● **Stated problem**
Please quote, word for word, everything from the line containing "Task: localize almond." down to the line containing "[550,153,578,171]", including both of those lines.

━━ Recorded information

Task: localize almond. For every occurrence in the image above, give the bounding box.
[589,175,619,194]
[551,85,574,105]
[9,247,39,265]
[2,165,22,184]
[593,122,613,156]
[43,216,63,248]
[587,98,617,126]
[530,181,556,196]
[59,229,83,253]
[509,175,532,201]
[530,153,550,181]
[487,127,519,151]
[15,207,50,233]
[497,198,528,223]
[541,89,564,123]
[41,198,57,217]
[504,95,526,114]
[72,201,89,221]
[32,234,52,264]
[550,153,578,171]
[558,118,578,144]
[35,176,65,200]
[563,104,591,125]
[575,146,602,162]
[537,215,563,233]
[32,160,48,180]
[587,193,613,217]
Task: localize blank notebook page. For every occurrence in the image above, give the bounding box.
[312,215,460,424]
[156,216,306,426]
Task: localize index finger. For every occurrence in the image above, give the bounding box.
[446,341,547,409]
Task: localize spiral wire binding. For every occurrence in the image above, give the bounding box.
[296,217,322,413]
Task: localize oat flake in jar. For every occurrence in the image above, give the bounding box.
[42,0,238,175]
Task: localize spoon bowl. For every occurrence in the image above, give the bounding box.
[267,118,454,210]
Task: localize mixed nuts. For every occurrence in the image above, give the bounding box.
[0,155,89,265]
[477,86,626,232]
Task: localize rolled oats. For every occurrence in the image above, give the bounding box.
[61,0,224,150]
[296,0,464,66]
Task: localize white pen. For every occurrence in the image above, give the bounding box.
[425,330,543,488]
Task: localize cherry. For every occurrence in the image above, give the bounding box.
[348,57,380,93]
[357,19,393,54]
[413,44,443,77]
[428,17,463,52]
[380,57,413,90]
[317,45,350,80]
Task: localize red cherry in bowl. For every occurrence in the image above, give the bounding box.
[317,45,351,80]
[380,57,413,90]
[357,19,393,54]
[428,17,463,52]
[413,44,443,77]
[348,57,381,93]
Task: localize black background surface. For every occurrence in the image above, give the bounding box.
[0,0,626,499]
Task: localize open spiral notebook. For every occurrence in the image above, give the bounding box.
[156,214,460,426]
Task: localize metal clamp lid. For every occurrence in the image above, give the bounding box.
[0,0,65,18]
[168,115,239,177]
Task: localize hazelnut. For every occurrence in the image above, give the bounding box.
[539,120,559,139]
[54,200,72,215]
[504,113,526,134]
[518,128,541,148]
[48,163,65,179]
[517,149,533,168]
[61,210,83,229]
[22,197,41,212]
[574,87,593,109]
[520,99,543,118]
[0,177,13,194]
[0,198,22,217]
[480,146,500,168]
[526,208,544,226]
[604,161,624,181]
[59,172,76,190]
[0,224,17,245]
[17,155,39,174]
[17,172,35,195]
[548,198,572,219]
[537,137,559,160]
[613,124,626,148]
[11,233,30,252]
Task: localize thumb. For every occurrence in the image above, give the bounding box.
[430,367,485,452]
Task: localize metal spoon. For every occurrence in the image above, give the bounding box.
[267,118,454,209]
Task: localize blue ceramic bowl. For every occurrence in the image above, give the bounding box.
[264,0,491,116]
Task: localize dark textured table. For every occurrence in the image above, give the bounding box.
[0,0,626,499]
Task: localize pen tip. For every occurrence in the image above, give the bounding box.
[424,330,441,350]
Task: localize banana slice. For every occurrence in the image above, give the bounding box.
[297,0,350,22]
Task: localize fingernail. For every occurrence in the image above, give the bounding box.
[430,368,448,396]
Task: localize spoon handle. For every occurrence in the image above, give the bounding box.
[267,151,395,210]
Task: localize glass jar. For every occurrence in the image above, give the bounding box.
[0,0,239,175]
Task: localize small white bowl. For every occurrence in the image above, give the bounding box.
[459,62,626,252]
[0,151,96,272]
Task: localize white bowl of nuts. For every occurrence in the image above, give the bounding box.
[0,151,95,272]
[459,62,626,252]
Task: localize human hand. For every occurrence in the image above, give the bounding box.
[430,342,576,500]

━━━━
━━ Recorded information

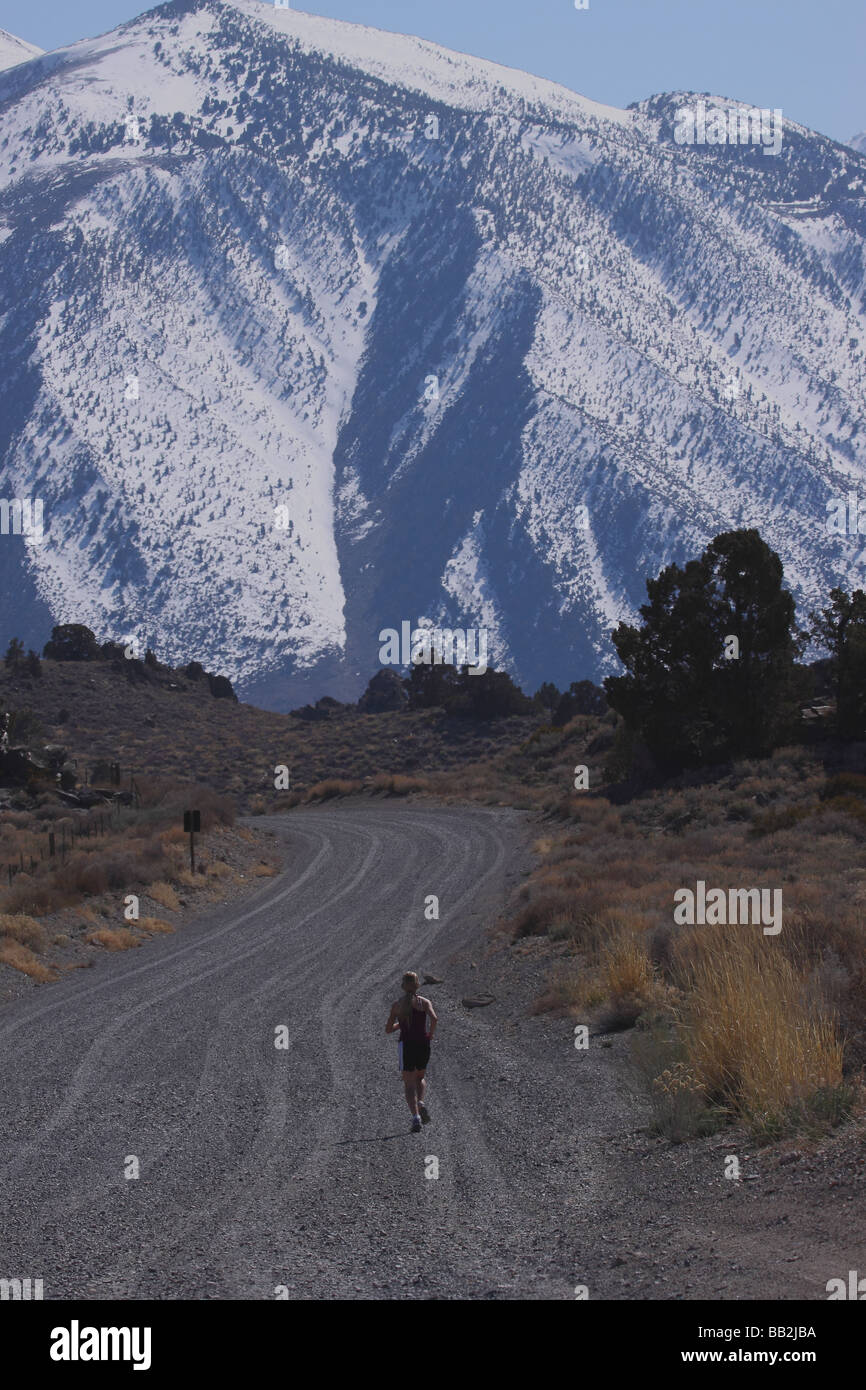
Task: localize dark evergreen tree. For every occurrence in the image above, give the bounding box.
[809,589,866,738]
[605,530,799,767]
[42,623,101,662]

━━━━

● **Exercise output**
Task: localize almond. For every occurrence in the image above, give the bounding box.
[589,175,619,194]
[551,85,574,105]
[9,247,39,265]
[2,165,22,184]
[593,122,613,156]
[43,216,63,248]
[587,98,617,126]
[530,181,556,196]
[59,229,83,253]
[509,175,532,201]
[530,153,550,181]
[487,127,519,151]
[15,207,50,233]
[497,198,528,223]
[541,89,564,123]
[41,198,57,217]
[504,95,526,114]
[72,201,89,221]
[32,234,52,264]
[550,153,578,171]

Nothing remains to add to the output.